**Items stored from a collection**
◆ ◆ ◆

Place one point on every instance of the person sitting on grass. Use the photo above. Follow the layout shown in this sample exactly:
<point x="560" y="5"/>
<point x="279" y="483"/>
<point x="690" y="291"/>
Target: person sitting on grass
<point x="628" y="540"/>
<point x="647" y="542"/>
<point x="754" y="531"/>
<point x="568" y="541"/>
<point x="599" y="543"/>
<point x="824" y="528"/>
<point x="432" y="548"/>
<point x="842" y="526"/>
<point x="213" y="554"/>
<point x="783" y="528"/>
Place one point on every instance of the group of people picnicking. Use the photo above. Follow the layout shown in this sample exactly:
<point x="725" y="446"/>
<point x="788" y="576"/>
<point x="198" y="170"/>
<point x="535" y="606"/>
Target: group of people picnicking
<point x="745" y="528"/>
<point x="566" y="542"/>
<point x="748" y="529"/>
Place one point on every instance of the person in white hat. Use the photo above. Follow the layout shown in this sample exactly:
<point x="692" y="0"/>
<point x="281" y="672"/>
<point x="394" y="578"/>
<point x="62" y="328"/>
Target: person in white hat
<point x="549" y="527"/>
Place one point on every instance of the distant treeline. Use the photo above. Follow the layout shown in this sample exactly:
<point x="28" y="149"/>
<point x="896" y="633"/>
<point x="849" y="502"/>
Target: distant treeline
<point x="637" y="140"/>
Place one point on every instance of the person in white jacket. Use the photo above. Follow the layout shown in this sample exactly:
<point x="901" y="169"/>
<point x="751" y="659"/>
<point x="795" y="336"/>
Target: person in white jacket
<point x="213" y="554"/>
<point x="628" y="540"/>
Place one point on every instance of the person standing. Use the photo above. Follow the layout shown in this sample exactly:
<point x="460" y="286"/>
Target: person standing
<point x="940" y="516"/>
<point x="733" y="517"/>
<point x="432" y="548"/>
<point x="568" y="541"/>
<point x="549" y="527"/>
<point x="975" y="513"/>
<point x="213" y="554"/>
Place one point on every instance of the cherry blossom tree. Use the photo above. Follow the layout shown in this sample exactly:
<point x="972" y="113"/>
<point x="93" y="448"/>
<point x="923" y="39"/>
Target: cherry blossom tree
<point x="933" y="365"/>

◆ ◆ ◆

**Problem requirements**
Copy out every one of the records above word for word.

**Written response**
Place one point on every instance of the person sitting on grass. Use the photo above. Follow the layout shown in this sample exactly:
<point x="560" y="5"/>
<point x="279" y="483"/>
<point x="690" y="291"/>
Target: person sitting on grass
<point x="628" y="540"/>
<point x="647" y="542"/>
<point x="754" y="531"/>
<point x="568" y="541"/>
<point x="599" y="543"/>
<point x="824" y="528"/>
<point x="432" y="548"/>
<point x="842" y="526"/>
<point x="213" y="554"/>
<point x="783" y="528"/>
Place one point on every instance of the group of people picnicking. Use the photo above. Follow the layout shown in this sample exactly:
<point x="725" y="446"/>
<point x="788" y="576"/>
<point x="198" y="170"/>
<point x="535" y="606"/>
Target: group of people picnicking
<point x="745" y="528"/>
<point x="566" y="542"/>
<point x="748" y="529"/>
Place one point on every instance of the person in white hat. Use the photo above. Follow the layout shown in this sample exactly:
<point x="692" y="0"/>
<point x="281" y="672"/>
<point x="394" y="578"/>
<point x="62" y="328"/>
Target: person in white hat
<point x="549" y="527"/>
Place one point on every instance of the distant treeline. Use the photo above. Follow the layout shown in this sample exactly:
<point x="28" y="149"/>
<point x="896" y="633"/>
<point x="849" y="502"/>
Target: distant treeline
<point x="637" y="140"/>
Place one point on every instance of the person in white jacket. Use the photo above. Follow the layout shown in this sample exactly:
<point x="901" y="169"/>
<point x="751" y="659"/>
<point x="795" y="336"/>
Target: person in white jacket
<point x="213" y="554"/>
<point x="628" y="540"/>
Place one point on every instance of the person standing. Use the photo above. Follow the layout shown in this sample exactly:
<point x="460" y="286"/>
Target: person standing
<point x="940" y="516"/>
<point x="733" y="517"/>
<point x="432" y="548"/>
<point x="568" y="541"/>
<point x="549" y="527"/>
<point x="975" y="513"/>
<point x="213" y="554"/>
Place one point on every instance of the cherry blossom tree. Use the photo above. Follow the layout shown in this sample exactly:
<point x="972" y="113"/>
<point x="93" y="448"/>
<point x="923" y="39"/>
Target: cherry blossom tree
<point x="933" y="365"/>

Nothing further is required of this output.